[SELECTED EXCERPT Boundary: Start]
Scanning electron microscopy analysis of Ralstonia pseudosolanacearum following the addition of active substances from mulberry root exudates. The control group (A) consisted of bacteria that were not subjected to any treatment. In contrast, (BD) display bacterial populations treated with different substances: erucamide (B), oleamide (C), camphor bromide (D). Notably, red arrows denote the presence of cells exhibiting anomalous morphologies in each respective treatment condition.

2.2. The Effect of Root Exudates on the Extracellular Polysaccharide Production of Rp

Extracellular polysaccharides (EPS) constitute a key pathogenic factor that can instigate vascular blockages and impair and disrupt the flow of water within the plant system, culminating in a characteristic wilt [27,28]. EPS not only promotes the systemic colonization of R. solanacearum within the host but also severely blocks the host vascular tissue, leading to plant dehydration and death. It is crucial for the pathogenic process of R. solanacearum. In our previous study, When the concentration of the compounds was 1.5 mg·mL−1, both oleamide and camphor bromide exhibited an antibacterial rate of over 90%, while erucic acid amide showed an antibacterial rate of over 80% [15]. In this study, treatment with 1.5 mg/mL of erucamide and oleamide did not significantly affect the EPS content of Rp. However, treatment with the same concentration of camphor bromide resulted in a significant increase in the EPS content of Rp (Figure 2). This suggests the increased permeability of the cell membrane of Rp strains MRS-5 after camphor bromide treatment.

Figure 2.

Figure 2

The effect of three active substances in root exudates on the synthesis of extracellular polysaccharides by Ralstonia pseudosolanacearum. The control group, designated as CK, was treated with ethanol solvent alone, while the concentration of each tested active substances was set at 1.5 mg·mL−1. Post hoc comparisons based on Duncan’s multiple range test after a one-way analysis of variance showing means for treatment groups differing significantly (p < 0.05); same letters indicate no significant difference.
[SELECTED EXCERPT Boundary: End]
[TASK SET]:
(A) In the excerpt on mulberry root exudates, what do the red arrows in the microscopy images point to?
(B) Revise the excerpt on mulberry root exudates, starting at the words "Scanning electron microscopy" and ending after "respective treatment condition.", with "red arrows" changed to "black arrows".
[DATASET RECORDS Boundary: Start]
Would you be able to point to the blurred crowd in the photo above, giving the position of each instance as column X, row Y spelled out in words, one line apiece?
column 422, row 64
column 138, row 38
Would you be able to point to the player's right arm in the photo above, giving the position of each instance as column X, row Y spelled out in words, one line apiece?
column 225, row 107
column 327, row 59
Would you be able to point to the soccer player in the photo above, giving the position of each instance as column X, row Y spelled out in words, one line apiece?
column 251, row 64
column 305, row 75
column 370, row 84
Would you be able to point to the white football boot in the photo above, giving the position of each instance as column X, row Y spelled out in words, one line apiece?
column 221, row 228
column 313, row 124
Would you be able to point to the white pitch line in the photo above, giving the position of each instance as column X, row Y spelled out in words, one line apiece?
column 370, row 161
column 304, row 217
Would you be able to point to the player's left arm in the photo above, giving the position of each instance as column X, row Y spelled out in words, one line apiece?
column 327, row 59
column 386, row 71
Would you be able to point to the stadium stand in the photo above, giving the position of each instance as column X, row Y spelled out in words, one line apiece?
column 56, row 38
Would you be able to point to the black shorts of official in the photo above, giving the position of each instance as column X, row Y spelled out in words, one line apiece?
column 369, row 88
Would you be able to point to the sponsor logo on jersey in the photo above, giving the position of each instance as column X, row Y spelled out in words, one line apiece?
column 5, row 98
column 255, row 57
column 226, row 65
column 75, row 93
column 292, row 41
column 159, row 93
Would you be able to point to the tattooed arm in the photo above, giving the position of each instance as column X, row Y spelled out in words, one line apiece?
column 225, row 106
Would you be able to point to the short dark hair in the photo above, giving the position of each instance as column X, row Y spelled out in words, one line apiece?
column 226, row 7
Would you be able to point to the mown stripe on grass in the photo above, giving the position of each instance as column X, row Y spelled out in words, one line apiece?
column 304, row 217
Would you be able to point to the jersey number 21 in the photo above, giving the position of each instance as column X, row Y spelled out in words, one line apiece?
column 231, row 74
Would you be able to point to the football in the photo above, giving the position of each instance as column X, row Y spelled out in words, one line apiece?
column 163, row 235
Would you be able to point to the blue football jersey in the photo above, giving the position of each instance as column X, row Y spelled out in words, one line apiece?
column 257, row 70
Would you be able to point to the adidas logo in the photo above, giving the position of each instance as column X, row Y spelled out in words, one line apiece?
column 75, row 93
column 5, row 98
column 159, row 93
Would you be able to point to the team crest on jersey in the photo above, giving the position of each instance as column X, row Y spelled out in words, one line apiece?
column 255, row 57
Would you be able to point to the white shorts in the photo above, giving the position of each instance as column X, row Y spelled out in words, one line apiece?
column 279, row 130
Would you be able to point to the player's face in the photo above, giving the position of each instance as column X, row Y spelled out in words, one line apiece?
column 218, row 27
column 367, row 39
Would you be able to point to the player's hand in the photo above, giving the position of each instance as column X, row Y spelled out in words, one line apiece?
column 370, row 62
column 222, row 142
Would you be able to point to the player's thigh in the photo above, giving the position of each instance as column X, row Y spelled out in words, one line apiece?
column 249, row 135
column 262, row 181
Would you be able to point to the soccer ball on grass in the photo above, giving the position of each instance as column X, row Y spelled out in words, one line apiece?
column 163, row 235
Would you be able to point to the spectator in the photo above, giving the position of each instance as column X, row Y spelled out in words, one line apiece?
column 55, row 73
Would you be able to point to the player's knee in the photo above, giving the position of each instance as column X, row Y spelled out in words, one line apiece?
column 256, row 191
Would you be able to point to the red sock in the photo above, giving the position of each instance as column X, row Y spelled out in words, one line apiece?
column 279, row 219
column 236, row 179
[DATASET RECORDS Boundary: End]
[SOLUTIONS PER TASK]:
(A) Cells with anomalous morphologies in each treatment condition.

(B)
Scanning electron microscopy analysis of Ralstonia pseudosolanacearum following the addition of active substances from mulberry root exudates. The control group (A) consisted of bacteria that were not subjected to any treatment. In contrast, (BD) display bacterial populations treated with different substances: erucamide (B), oleamide (C), camphor bromide (D). Notably, black arrows denote the presence of cells exhibiting anomalous morphologies in each respective treatment condition.